Assigned task | Each entry should be written out again exactly, so that nothing is lost.

[Data items]
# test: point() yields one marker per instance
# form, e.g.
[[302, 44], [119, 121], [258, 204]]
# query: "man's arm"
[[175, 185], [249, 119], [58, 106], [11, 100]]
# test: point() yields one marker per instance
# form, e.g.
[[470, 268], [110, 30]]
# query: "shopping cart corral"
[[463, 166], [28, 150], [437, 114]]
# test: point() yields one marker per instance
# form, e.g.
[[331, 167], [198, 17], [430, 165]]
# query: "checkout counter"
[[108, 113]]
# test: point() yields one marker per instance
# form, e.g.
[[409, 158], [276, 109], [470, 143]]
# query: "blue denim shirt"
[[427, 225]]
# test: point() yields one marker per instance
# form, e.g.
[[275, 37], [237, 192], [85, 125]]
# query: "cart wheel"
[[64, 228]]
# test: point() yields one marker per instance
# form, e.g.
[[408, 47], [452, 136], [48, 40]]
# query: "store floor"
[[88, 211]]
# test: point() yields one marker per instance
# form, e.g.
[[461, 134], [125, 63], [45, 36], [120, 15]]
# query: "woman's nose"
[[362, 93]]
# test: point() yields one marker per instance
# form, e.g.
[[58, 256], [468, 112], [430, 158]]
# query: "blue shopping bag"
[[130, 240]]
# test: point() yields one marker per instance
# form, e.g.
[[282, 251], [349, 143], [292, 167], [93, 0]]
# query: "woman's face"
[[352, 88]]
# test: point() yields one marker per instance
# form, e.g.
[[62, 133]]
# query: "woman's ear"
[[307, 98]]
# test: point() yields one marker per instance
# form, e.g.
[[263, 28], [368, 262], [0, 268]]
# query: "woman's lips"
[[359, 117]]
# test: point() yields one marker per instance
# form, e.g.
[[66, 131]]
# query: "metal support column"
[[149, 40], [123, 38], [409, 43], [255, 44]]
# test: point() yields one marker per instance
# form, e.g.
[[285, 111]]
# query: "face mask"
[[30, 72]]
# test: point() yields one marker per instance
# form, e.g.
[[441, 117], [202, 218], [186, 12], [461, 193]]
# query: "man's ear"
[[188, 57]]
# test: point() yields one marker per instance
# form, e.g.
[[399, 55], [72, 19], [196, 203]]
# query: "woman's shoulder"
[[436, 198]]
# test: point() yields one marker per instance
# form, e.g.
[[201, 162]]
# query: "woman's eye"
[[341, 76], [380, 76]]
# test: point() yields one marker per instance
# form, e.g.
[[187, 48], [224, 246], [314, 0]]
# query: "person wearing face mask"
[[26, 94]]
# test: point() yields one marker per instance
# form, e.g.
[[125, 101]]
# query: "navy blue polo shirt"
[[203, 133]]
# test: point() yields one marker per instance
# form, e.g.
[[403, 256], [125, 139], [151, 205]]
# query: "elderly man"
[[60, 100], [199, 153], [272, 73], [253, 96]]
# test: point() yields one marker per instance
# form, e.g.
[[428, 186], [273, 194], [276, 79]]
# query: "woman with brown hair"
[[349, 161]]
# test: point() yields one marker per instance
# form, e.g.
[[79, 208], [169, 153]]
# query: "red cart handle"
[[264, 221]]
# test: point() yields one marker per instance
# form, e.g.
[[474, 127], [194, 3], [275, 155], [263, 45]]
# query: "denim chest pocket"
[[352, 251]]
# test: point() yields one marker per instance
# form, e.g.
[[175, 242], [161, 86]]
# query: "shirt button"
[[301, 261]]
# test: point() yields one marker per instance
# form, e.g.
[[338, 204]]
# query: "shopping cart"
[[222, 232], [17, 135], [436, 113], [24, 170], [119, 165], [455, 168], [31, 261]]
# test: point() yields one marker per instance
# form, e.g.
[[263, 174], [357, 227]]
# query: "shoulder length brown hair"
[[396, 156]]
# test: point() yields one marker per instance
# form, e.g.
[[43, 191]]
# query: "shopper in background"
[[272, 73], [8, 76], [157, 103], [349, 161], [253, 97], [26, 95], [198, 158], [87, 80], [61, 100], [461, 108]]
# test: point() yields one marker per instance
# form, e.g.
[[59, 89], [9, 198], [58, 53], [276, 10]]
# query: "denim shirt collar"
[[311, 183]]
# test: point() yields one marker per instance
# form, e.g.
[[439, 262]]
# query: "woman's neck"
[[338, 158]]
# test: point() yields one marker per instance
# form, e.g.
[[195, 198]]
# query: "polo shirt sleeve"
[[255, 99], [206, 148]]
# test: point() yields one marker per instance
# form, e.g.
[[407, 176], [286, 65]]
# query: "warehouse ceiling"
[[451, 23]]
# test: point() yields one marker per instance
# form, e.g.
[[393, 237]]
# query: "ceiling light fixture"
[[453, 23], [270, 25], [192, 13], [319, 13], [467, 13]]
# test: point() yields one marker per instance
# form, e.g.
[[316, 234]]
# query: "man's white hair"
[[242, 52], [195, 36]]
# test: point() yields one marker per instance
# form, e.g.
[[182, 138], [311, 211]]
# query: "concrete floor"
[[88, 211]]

Final answer |
# test: point() yields one marker per instance
# form, e.g.
[[302, 44], [119, 121], [258, 204]]
# query: "man's arm"
[[175, 185], [249, 119], [58, 106], [11, 100]]
# test: point() yields one marker per instance
# form, e.g.
[[470, 268], [110, 30]]
# query: "shopping cart corral"
[[463, 166], [28, 150], [437, 114]]
# test: point() yields one marker per instance
# form, e.g.
[[331, 167], [198, 17], [430, 165]]
# query: "checkout counter"
[[108, 113]]
# test: point() yields one marker per instance
# form, e.g.
[[409, 158], [276, 109], [470, 143]]
# query: "blue denim shirt"
[[427, 225]]
# test: point() yields one marker per instance
# form, e.g.
[[275, 37], [237, 192], [85, 125]]
# query: "cart wheel"
[[64, 228]]
# test: point() yields one marker per instance
# form, e.g.
[[408, 47], [452, 136], [48, 40]]
# query: "store floor"
[[88, 211]]
# test: point() yields one marker per instance
# form, e.g.
[[461, 134], [125, 63], [45, 36], [120, 15]]
# query: "woman's nose"
[[362, 93]]
# test: point() yields one marker per instance
# form, e.g.
[[58, 256], [468, 112], [430, 158]]
# query: "blue shopping bag"
[[130, 240]]
# test: point() yields one marker per instance
# form, e.g.
[[282, 251], [349, 143], [292, 167], [93, 0]]
# query: "woman's face"
[[352, 88]]
# test: point() yields one marker per instance
# form, e.g.
[[62, 133]]
# query: "woman's ear"
[[307, 98]]
# test: point() yields one marker per instance
# form, e.g.
[[263, 28], [368, 262], [0, 268]]
# query: "woman's lips"
[[359, 117]]
# test: point() yields one marker per instance
# form, e.g.
[[66, 131]]
# query: "metal support column"
[[149, 40], [123, 38], [409, 43], [255, 44]]
# test: point() yields one marker per instance
# form, e.g.
[[285, 111]]
# query: "face mask"
[[30, 72]]
# test: point() yields one marker per instance
# form, e.g.
[[441, 117], [202, 218], [186, 12], [461, 193]]
# query: "man's ear"
[[188, 57]]
# test: point() yields one marker per instance
# form, e.g.
[[399, 55], [72, 19], [196, 203]]
# query: "woman's shoulder"
[[436, 198]]
# test: point() yields one marker per instance
# form, e.g.
[[201, 162]]
# query: "woman's eye"
[[341, 76], [380, 76]]
# test: point() yields one marker per instance
# form, e.g.
[[187, 48], [224, 246], [314, 0]]
# query: "person wearing face mask"
[[26, 94]]
# test: point() yields one marker per instance
# form, e.g.
[[125, 101]]
# query: "navy blue polo shirt"
[[203, 133]]
# test: point() yields one marker per instance
# form, e.g.
[[403, 256], [125, 139], [151, 205]]
# query: "elderly man"
[[60, 100], [199, 153], [272, 73], [253, 96]]
# test: point() yields one marker per instance
# form, e.g.
[[428, 186], [273, 194], [276, 79]]
# query: "woman with brown hair"
[[349, 161]]
# test: point() yields one marker per instance
# form, e.g.
[[79, 208], [169, 153]]
# query: "red cart handle"
[[264, 221]]
# test: point() yields one marker per instance
# form, e.g.
[[474, 127], [194, 3], [275, 155], [263, 45]]
# query: "denim chest pocket"
[[352, 251]]
# test: point() yields one marker per instance
# form, e.g.
[[175, 242], [161, 86]]
# query: "shirt button"
[[301, 261]]
# test: point() yields one marker per instance
# form, e.g.
[[338, 204]]
# query: "shopping cart"
[[222, 232], [17, 135], [436, 113], [24, 170], [119, 165], [455, 168], [31, 261]]
# test: point() yields one marker per instance
# form, e.g.
[[263, 174], [357, 227]]
# query: "shoulder length brown hair"
[[396, 156]]
# test: point() yields one marker per instance
# form, e.g.
[[43, 191]]
# query: "shopper in background"
[[272, 73], [8, 76], [157, 103], [349, 161], [253, 97], [26, 95], [198, 158], [87, 80], [61, 100], [461, 108]]
# test: point() yields one marker per instance
# form, e.g.
[[59, 89], [9, 198], [58, 53], [276, 10]]
# query: "denim shirt collar"
[[311, 183]]
# test: point() yields one marker per instance
# form, e.g.
[[439, 262]]
# query: "woman's neck"
[[338, 158]]
# test: point() yields one marker per instance
# form, e.g.
[[195, 198]]
# query: "polo shirt sleeve"
[[255, 99], [206, 148]]
# test: point() yields one marker per instance
# form, e.g.
[[407, 176], [286, 65]]
# query: "warehouse ceiling"
[[451, 23]]
# test: point() yields one marker per instance
# form, e.g.
[[393, 237]]
# query: "ceiling light fixture"
[[453, 23], [270, 25], [192, 13], [319, 13], [467, 13]]
# test: point() yields one marker per instance
# form, e.g.
[[316, 234]]
# query: "man's white hair"
[[242, 52], [195, 36]]
# test: point() yields one marker per instance
# form, e.g.
[[182, 138], [311, 211]]
# query: "concrete floor"
[[88, 211]]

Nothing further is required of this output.